**Document segment:**
------

United States District Court, Eastern District of California
Jan 11, 2024
2:21-cv-01598-DAD-DB (E.D. Cal. Jan. 11, 2024)

Opinion

2:21-cv-01598-DAD-DB

01-11-2024

JOSELITO E. CORTEZ, Plaintiff, v. U.S. INTERNAL REVENUE SERVICE, Defendant.


ORDER GRANTING DEFENDANT'S MOTION FOR SUMMARY JUDGMENT AND DENYING PLAINTIFF'S MOTION FOR SUMMARY JUDGMENT

(DOC. NOS. 12, 13)

DALE A. DROZD, UNITED STATES DISTRICT JUDGE

This matter is before the court on the parties' cross-motions for summary judgment. (Doc. Nos. 12, 13.) On March 14, 2023, the pending motions were taken under submission on the papers. (Doc. No. 22.) For the reasons set forth below, the court will grant defendant Internal Revenue Service's (“IRS”) motion for summary judgment and deny plaintiff Joselito Cortez's motion for summary judgment.

BACKGROUND

A. Factual Background

The facts summarized herein are derived from the parties' joint statement of stipulated facts (Doc. No. 11); the unsigned copy of the Form 1040, including the W-2 forms filed as part of this Form 1040, which is attached to the parties' joint statement as Exhibit A (Doc. No. 11-1, hereinafter “Exhibit A”); and the IRS account transcript submitted by plaintiff with his complaint (Doc. No. 1-1).

In their joint statement of stipulated facts, the parties stipulate to the authenticity of the IRS account transcript submitted by plaintiff with his complaint. (Doc. No. 11 at ¶ 10.)

Plaintiff had an obligation to file his 2004 federal income tax return by April 15, 2005, or timely file for an extension, but failed to do either. (Doc. No. 11 at ¶ 1.) On or about December 7, 2009, the IRS assessed tax in the amount of $6,006 against plaintiff individually for the 2004 tax year pursuant to a substitute return the IRS prepared under 26 U.S.C. § 6020(b). (Id. at ¶ 2; Doc. No. 1-1 at 3.)

On or about April 25, 2011, plaintiff filed a 2004 Form 1040 with his now-deceased spouse, Lorna Cortez (“Ms. Cortez”), reflecting the status of married filing jointly. (Doc. No. 11 at ¶ 3.) The Form 1040 reported W-2 wage income for plaintiff from the United States Postal Service in the amount of $45,004.34 and wage income for Ms. Cortez from Phoenix Programs, Inc. in the amount of $42,748.92, for a total of “$87,752” in income. (Exhibit A.) It also claimed three exemptions for three Cortez children, as well as a child tax credit for one of the children. (Id.) In addition, the Form 1040 claimed the standard deduction and reflected a total tax of $8,119, with total payments made of $1,406, and a remaining tax amount due of $6,713. (Id.) Although the copy of the Form 1040 before the court in connection with the pending motions is unsigned (see Exhibit A), plaintiff and Ms. Cortez in fact signed the Form 1040 before submitting it to the IRS (Doc. No. 11 at ¶ 3). In response to that submission, the IRS assessed tax jointly against plaintiff and Ms. Cortez in the additional amount of $2,113 on October 31, 2011. (Doc. No. 11 at ¶ 4.) This was the amount of additional tax reported by plaintiff and Ms. Cortez on the Form 1040 that was above and beyond the $6,006 tax due amount that the IRS had previously assessed against plaintiff in 2009. (Id.; Exhibit A; Doc. No. 1-1.)

------

**Information provided:**

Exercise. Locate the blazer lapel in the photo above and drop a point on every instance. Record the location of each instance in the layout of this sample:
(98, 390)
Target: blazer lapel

------

**Exercise set:**
- A) In the court opinion, on what date did the IRS jointly assess the additional $2,113 in tax against the plaintiff and Ms. Cortez?
- B) List every docket document number that the court opinion cites.
- C) Reproduce the passage of the court opinion between "DALE A. DROZD, UNITED" and "(Doc. No. 1-1).", inclusive.

**Answers provided:**
- A) October 31, 2011.

- B)
- Doc. No. 1-1
- Doc. No. 11
- Doc. No. 11-1
- Doc. No. 12
- Doc. No. 13
- Doc. No. 22

- C)
DALE A. DROZD, UNITED STATES DISTRICT JUDGE

This matter is before the court on the parties' cross-motions for summary judgment. (Doc. Nos. 12, 13.) On March 14, 2023, the pending motions were taken under submission on the papers. (Doc. No. 22.) For the reasons set forth below, the court will grant defendant Internal Revenue Service's (“IRS”) motion for summary judgment and deny plaintiff Joselito Cortez's motion for summary judgment.

BACKGROUND

A. Factual Background

The facts summarized herein are derived from the parties' joint statement of stipulated facts (Doc. No. 11); the unsigned copy of the Form 1040, including the W-2 forms filed as part of this Form 1040, which is attached to the parties' joint statement as Exhibit A (Doc. No. 11-1, hereinafter “Exhibit A”); and the IRS account transcript submitted by plaintiff with his complaint (Doc. No. 1-1).